• _STATED EXERCISE 1_
According to the Largo article, why did the city introduce a foreclosure program for derelict homes?
• _STATED EXERCISE 2_
Rewrite the part of the Largo article starting with "LARGO — Two" and going on through "on property titles.", switching "derelict" to "abandoned".
• _STATED EXERCISE 3_
Carry on writing the Largo article about the city's foreclosure program from the point where it stops.

• _PAGE_
↓↓↓
LARGO — Two years ago, the city’s code enforcement division had exhausted its options when addressing Largo’s 100 derelict homes.
To crack down on the blighted properties, the city stepped up its efforts and introduced a foreclosure program.
That program has paid off, Community Standards Manager Tracey Schofield told city commissioners Jan. 4.
“In today’s dynamic real estate market, when we bring neglected properties into compliance, it helps enhance the city through many different economic ways,” he said.
Some of those ways, he said, include increased tax revenue, property values, attracting property owners and new development. The program also helps violators by resolving code liens on property titles.
“Since the program’s inception, over $1.125 million in money owed to the citizens of Largo that may not have been otherwise recovered, have been collected,” he said.
↑↑↑
• _SUPPLIED DATA_
↓↓↓
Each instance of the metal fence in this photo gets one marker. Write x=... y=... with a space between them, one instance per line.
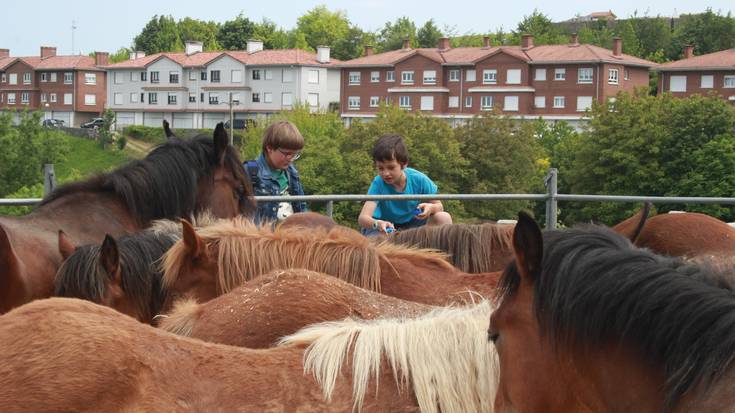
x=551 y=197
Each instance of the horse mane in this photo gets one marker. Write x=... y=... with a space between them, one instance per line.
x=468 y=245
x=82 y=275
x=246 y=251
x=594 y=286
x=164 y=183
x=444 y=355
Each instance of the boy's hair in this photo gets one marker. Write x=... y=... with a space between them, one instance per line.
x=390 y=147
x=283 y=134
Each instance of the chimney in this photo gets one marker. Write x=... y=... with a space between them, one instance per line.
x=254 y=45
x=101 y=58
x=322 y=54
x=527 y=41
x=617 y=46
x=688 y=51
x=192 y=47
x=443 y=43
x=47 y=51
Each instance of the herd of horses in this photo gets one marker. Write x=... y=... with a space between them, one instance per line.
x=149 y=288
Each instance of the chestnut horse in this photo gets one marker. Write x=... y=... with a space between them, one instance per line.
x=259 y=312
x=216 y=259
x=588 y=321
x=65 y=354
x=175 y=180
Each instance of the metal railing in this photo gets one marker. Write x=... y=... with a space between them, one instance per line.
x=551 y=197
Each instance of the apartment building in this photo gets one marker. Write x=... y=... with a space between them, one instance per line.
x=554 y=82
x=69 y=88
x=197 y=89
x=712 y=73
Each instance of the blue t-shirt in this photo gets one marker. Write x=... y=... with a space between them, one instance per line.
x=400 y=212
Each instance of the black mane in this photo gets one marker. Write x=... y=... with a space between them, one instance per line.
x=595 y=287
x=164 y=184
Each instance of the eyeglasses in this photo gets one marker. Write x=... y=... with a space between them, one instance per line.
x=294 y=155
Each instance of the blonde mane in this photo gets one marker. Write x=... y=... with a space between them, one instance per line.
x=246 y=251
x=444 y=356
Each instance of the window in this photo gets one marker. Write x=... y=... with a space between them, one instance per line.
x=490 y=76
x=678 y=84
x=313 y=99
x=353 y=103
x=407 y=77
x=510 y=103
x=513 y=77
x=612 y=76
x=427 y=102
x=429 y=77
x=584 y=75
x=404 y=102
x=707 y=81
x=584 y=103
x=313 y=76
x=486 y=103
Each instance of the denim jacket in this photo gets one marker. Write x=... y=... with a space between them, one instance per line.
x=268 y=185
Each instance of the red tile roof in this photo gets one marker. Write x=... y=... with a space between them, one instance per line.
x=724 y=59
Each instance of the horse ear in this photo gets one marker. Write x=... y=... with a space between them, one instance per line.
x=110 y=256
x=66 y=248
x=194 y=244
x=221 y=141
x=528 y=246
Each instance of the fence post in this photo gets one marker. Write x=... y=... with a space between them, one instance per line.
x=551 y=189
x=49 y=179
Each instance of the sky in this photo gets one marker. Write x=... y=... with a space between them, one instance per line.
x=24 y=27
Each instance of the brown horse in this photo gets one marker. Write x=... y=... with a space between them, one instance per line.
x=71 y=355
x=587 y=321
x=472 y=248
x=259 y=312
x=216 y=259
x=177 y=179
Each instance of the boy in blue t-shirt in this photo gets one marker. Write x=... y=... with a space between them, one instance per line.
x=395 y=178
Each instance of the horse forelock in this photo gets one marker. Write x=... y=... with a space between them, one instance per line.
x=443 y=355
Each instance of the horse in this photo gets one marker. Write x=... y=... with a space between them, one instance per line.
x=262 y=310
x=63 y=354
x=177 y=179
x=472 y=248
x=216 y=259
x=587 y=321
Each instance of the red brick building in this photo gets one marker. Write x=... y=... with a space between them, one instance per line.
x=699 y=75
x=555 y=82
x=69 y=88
↑↑↑
↓↓↓
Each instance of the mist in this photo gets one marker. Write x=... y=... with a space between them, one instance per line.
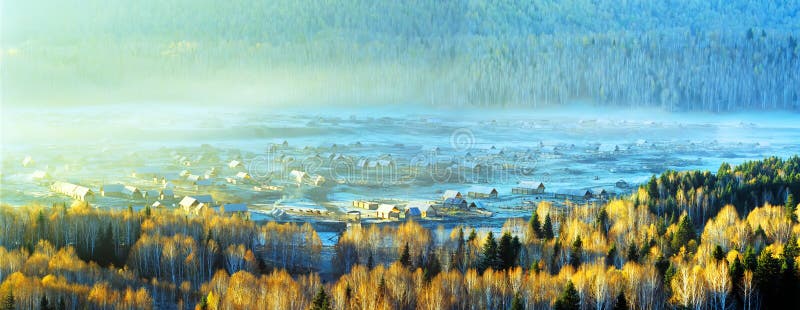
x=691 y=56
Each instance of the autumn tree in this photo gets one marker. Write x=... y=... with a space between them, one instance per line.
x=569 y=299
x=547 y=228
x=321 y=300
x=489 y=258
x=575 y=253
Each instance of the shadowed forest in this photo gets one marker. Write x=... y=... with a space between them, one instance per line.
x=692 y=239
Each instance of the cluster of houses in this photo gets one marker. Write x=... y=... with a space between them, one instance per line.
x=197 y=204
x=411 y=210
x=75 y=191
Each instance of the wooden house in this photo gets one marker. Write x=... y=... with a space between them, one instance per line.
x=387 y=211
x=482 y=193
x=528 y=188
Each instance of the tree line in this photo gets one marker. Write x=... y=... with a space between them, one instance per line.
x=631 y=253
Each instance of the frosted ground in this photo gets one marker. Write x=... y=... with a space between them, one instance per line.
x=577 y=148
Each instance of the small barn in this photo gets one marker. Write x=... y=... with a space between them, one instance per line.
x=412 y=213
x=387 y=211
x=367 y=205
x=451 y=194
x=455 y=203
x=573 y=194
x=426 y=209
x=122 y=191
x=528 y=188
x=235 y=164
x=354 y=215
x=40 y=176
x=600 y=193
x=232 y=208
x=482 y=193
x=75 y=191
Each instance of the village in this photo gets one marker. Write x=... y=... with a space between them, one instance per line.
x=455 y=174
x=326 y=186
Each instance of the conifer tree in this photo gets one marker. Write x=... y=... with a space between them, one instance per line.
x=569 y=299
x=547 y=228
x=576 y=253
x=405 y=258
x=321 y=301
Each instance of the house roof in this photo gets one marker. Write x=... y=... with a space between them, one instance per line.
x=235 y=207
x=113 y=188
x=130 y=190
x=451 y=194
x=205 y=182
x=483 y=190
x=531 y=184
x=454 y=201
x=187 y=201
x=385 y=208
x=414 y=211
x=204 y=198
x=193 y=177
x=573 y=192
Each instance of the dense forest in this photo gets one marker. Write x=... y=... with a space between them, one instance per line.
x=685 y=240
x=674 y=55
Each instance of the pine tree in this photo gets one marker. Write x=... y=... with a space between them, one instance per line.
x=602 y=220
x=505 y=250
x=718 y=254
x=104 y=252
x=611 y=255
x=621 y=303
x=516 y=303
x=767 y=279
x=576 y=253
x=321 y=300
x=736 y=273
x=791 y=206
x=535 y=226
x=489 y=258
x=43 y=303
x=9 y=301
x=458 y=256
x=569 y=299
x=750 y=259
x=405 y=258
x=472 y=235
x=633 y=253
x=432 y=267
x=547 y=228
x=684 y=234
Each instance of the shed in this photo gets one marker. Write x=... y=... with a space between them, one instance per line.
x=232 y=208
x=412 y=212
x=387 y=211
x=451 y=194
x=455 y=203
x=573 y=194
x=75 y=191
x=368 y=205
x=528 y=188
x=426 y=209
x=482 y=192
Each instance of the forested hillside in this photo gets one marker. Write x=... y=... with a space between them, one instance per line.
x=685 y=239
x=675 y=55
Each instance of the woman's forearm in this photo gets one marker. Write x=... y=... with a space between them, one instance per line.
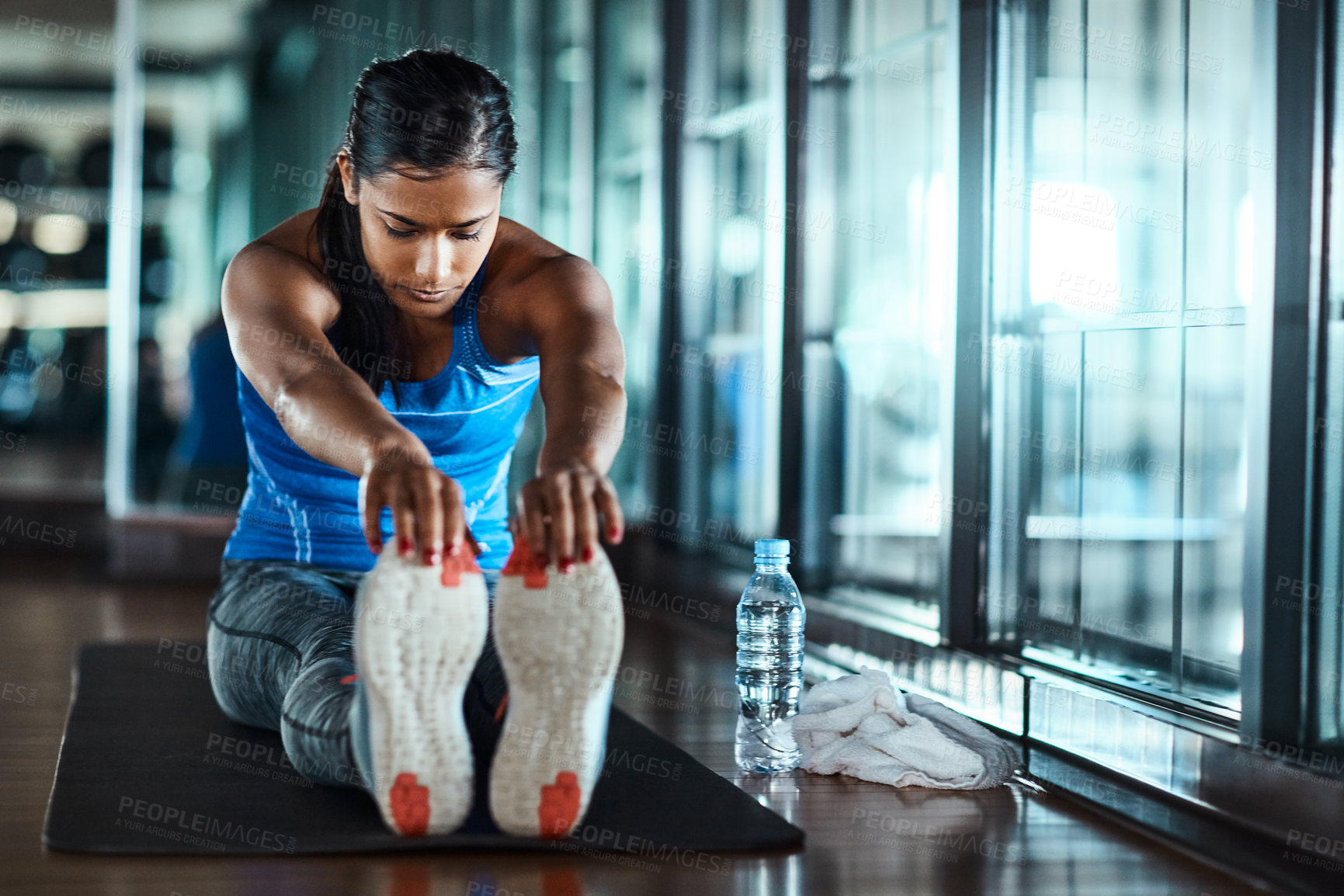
↑↑↑
↓↓↓
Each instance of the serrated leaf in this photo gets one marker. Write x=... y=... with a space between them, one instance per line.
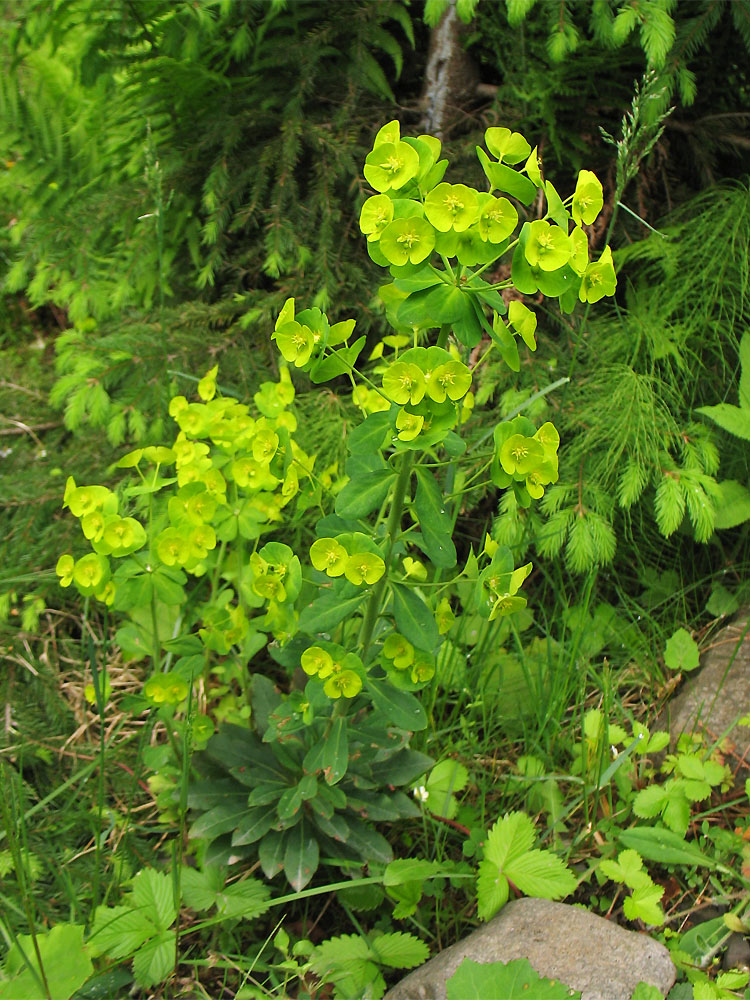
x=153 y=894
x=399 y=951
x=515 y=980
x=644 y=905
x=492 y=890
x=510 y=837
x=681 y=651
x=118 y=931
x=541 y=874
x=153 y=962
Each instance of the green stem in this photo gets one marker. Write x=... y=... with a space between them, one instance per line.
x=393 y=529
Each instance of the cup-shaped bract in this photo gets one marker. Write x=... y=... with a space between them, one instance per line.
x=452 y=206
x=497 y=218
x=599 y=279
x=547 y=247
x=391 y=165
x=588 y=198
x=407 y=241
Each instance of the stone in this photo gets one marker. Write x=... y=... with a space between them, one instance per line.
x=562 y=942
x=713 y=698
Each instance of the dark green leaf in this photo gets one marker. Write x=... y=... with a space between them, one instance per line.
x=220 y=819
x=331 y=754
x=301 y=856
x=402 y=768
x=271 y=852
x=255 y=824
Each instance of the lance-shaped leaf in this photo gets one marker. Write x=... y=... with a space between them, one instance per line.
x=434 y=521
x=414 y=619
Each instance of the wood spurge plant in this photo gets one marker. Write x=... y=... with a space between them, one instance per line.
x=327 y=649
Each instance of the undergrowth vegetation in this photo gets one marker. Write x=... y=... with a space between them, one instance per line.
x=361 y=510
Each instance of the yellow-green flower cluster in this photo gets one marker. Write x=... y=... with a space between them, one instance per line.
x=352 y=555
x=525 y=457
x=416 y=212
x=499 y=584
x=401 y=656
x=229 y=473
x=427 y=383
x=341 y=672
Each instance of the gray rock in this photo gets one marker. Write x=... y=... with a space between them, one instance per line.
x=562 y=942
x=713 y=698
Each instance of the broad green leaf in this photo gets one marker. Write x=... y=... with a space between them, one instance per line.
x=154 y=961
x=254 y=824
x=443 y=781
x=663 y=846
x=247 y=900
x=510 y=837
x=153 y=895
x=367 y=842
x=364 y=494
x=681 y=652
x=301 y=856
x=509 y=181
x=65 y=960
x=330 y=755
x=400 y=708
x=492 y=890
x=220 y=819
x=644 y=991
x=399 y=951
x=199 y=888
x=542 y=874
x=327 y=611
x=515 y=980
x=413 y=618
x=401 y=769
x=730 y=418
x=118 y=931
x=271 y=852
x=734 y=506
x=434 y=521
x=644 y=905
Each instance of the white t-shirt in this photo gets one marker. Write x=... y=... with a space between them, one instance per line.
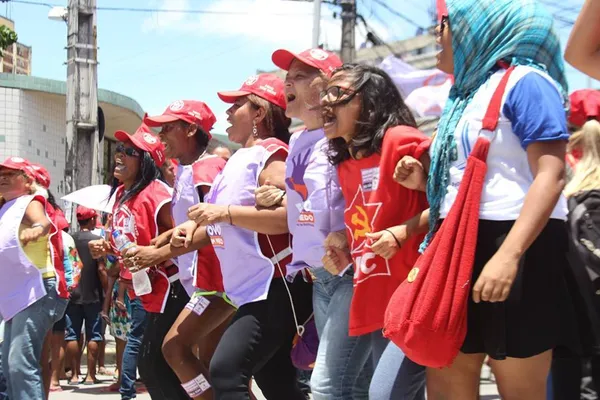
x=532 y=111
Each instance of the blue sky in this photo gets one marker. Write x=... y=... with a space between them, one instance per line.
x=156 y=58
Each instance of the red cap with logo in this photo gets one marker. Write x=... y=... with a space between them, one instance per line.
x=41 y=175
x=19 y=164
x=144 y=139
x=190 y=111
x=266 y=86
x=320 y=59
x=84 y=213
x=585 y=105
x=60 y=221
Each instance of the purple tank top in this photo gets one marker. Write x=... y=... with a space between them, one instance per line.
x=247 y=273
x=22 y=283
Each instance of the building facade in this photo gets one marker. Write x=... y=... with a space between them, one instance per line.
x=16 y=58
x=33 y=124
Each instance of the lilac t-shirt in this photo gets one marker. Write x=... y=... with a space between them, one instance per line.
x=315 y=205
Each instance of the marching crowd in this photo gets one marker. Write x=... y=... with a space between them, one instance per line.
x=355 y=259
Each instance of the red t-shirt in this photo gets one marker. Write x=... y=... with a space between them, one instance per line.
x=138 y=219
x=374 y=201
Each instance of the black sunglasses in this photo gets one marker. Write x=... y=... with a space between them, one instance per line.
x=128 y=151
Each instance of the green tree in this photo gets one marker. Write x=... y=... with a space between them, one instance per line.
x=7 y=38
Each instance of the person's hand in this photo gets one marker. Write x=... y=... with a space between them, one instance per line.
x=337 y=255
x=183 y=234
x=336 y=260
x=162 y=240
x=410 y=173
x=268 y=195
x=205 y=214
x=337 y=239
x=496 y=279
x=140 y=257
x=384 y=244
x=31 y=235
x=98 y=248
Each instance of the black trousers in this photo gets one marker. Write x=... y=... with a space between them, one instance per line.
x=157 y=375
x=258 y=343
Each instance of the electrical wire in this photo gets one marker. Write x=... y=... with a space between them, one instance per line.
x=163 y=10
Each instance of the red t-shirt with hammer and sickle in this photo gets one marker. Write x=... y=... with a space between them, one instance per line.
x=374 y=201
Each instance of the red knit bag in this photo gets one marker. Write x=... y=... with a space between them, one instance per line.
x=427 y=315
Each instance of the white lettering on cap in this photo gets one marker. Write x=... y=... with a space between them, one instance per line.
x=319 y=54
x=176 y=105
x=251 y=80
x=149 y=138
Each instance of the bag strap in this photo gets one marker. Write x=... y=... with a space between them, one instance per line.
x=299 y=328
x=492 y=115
↑↑↑
• _WRITTEN ANSWER 1_
Two years ago, Largo's code enforcement division had run out of options for dealing with the city's 100 derelict homes. The city stepped up its efforts and introduced the foreclosure program to crack down on these blighted properties.

• _WRITTEN ANSWER 2_
LARGO — Two years ago, the city’s code enforcement division had exhausted its options when addressing Largo’s 100 abandoned homes.
To crack down on the blighted properties, the city stepped up its efforts and introduced a foreclosure program.
That program has paid off, Community Standards Manager Tracey Schofield told city commissioners Jan. 4.
“In today’s dynamic real estate market, when we bring neglected properties into compliance, it helps enhance the city through many different economic ways,” he said.
Some of those ways, he said, include increased tax revenue, property values, attracting property owners and new development. The program also helps violators by resolving code liens on property titles.

• _WRITTEN ANSWER 3_
The program combined with the booming real estate market means the city is likely down to roughly 30 vacant properties in the city with current code cases, Schofield told Tampa Bay Newspapers.
The program utilizes the services of the St. Petersburg-based Matthew Weidner law firm to target both commercial and residential properties in hopes of pressuring owners to clean them up.
On Jan. 4, commissioners voted 6-0 to pay Weidner $250,000 for his services in fiscal year 2022.
Schofield said the program has generated that much revenue in the first quarter of 2022 alone, so Weidner’s fee will not cost taxpayers anything. The rest of the revenue goes to the city’s general fund.
“To date, there have been a total of 38 cases assigned to the foreclosure program due to the property owners’ lack of compliance to rectify outstanding issues,” Schofield said.
Cases go through a four-step review process prior to any case being filed with the courts, and it can be stopped at any level.
Of the 38 cases, 21 were settled by city staff or Weidner prior to any foreclosure, Schofield said.
“Eleven properties did sell at foreclosure auction and now have new owners,” he said, adding all the new owners have brought the properties into compliance.
He said six cases are still pending with the courts, and an additional 10 cases have gone through three of the four review steps and are being reviewed by Weidner.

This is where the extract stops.